- **Trecho do texto**:
↓↓↓

O rio de minha infância anda esquelético. Suas águas rasas revelaram um mar de pedras, inclusive deixando para trás a rocha na qual foi talhada a marca da estiagem de 1943. Nem de longe lembra o gigante que espuma e brame nos tempos de cheia. No lugar da fúria selvagem, só quietude e mansidão.
Vendo as imagens recentes do rio, outras imagens começaram a sair de um lockdown de décadas. E junto, as histórias protagonizadas por ele, algumas, hilárias, outras, nem tanto.
A narrativa de hoje se passa nos anos sessenta, por ocasião do retorno às aulas em colégio interno:
Cinco horas de uma manhã molhada e triste – chovera torrencialmente a noite inteira. Ao primeiro canto dos galos, me tiraram da cama. Com o coração doendo de tristeza, peguei a maleta rumo ao ponto de ônibus, que era no outro lado do rio, em frente a um capitel. O pinga-pinga costumava passar às seis e quarenta e percorrer os vinte e cinco quilômetros até a cidade, em quase três horas de enjoo.
Para chegar até o capitel, era preciso caminhar um quilômetro, atravessar o rio de caíque onde não raro entrava água, escalar uma rampa íngreme e se aventurar numa estradinha em meio a uma plantação de batatas. O ritual se completava com a lavagem dos pés e a troca de calçado – os chinelos embarrados ficavam escondidos sob o manto de Maria. Um cheiro intenso de gasolina e óleo queimado anunciava a chegada do expresso muçunense.

↑↑↑

(Dados extraídos de uma coleção)
↓↓↓

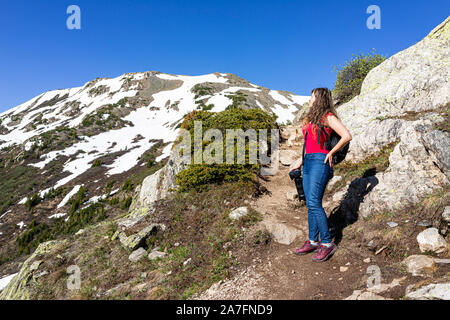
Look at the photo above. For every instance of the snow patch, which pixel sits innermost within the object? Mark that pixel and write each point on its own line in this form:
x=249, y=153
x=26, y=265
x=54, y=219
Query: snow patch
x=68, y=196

↑↑↑
↓↓↓

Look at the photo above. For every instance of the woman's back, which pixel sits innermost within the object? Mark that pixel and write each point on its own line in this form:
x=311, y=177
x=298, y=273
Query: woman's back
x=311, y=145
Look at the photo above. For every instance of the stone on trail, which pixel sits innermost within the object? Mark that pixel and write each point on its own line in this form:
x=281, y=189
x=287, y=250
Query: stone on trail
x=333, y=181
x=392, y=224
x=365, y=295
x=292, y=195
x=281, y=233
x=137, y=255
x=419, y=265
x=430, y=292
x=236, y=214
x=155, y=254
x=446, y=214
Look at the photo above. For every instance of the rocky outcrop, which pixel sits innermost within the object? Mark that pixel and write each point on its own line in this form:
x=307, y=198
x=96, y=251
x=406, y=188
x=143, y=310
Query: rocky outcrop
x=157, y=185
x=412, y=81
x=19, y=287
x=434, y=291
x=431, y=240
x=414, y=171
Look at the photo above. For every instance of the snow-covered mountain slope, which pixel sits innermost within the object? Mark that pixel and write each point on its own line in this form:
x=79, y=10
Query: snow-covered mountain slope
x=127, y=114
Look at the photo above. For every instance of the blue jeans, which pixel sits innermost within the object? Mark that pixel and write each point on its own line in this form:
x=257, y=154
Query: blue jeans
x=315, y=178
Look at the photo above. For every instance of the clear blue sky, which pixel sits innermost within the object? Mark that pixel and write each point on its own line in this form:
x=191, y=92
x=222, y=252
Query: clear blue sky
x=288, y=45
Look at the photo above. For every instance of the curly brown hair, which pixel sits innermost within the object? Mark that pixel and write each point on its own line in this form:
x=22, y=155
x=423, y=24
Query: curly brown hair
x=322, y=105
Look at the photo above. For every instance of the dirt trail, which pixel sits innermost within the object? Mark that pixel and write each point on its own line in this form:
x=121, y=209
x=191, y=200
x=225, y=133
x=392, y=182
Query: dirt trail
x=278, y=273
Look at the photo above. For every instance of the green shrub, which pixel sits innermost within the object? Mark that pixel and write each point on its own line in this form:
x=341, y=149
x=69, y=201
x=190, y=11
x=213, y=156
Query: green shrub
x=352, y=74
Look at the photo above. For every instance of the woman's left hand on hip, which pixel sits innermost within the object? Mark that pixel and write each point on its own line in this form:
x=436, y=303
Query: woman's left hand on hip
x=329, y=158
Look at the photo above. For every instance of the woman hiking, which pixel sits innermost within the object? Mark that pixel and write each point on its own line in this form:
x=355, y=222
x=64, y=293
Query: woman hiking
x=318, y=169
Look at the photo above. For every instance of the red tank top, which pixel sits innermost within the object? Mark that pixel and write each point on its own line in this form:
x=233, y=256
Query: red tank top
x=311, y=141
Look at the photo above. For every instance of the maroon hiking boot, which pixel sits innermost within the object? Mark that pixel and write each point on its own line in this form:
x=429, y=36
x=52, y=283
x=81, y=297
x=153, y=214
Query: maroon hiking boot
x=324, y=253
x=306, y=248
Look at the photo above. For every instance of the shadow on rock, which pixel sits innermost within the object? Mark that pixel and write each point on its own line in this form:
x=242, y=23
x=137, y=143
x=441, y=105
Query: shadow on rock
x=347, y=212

↑↑↑
↓↓↓

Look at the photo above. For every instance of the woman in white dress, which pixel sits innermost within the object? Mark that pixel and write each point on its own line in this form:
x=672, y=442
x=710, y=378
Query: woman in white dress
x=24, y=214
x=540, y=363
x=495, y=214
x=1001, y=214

↑↑↑

- **Tarefas a realizar**:
1) Responda com base no texto sobre o rio da infância:
(a) De que ano é a estiagem cuja marca foi talhada na rocha?
(b) A que horas o pinga-pinga costumava passar?
(c) Onde ficavam escondidos os chinelos embarrados?
2) Dê seguimento ao texto sobre o rio da infância a partir da última frase apresentada.

- **Respostas das tarefas**:
1)
(a) De 1943.
(b) Às seis e quarenta.
(c) Sob o manto de Maria.

2)
Mas não naquela manhã molhada e triste. Acontece que havia uma ponte no meio do caminho. Nada assim grande. Quatro metros de tábuas sobre um olho d’água tão diminuto que, normalmente, ficava com a pálpebra fechada. Só que durante a noite, ele recebera tanta água que crescera e engordara desmedidamente.
Como andávamos em marcha rápida – que perder o ônibus significava perder aula e isso era coisa inconcebível – só percebemos que a ponte havia sido engolida, em cima do lance. Por um triz, não fomos também engolidos.
Recuperados do susto, retornamos à nossa casa. Já era dia claro, e então pudemos ver o Rio Taquari fora do leito, espumando e bramindo e chegando cada vez mais perto. E não havia nada que pudéssemos fazer, a não ser rezar.
É uma sensação muito doida sentir-se aprisionada a um espaço geográfico, com um monstro gigantesco à espreita. Como agora nesta pandemia. A diferença está só no tamanho da criatura. Mas isso não conforta, porque os inimigos invisíveis são os mais perigosos.